** GIVEN REQUEST **
Convert every line of the records below into a Markdown table with two columns, Row and Line, numbering each row and leaving out blank lines and the pictures.

**** LISTED RECORDS

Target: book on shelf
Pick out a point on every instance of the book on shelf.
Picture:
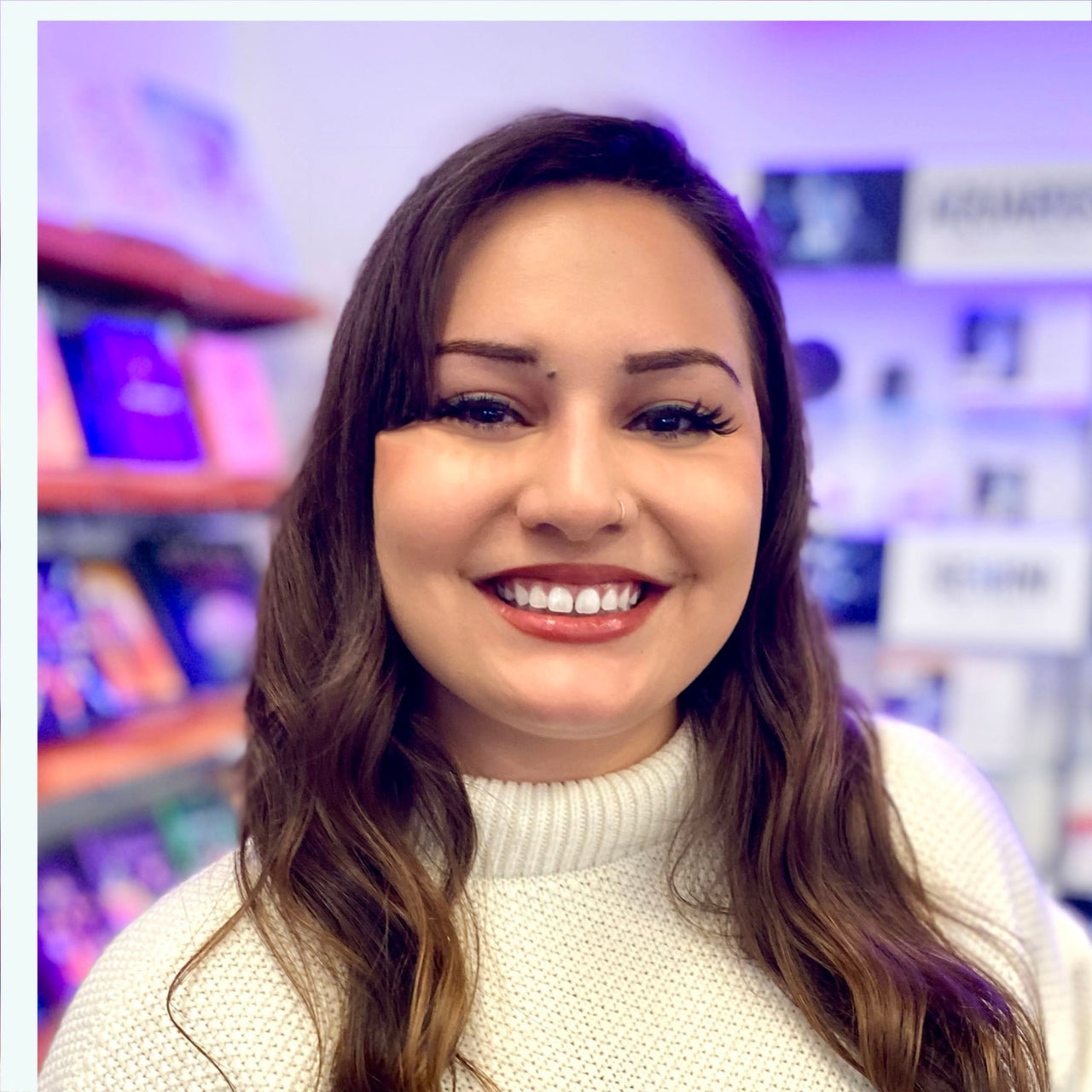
(73, 929)
(234, 403)
(130, 394)
(73, 691)
(205, 597)
(101, 653)
(106, 874)
(61, 445)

********

** SOLUTION TO THIS PROBLEM **
| Row | Line |
|---|---|
| 1 | Target: book on shelf |
| 2 | Pick out a point on every instance of the book on shelf. |
| 3 | Picture: |
| 4 | (73, 929) |
| 5 | (234, 403) |
| 6 | (130, 394) |
| 7 | (73, 691) |
| 8 | (205, 597) |
| 9 | (101, 653) |
| 10 | (106, 874) |
| 11 | (61, 445) |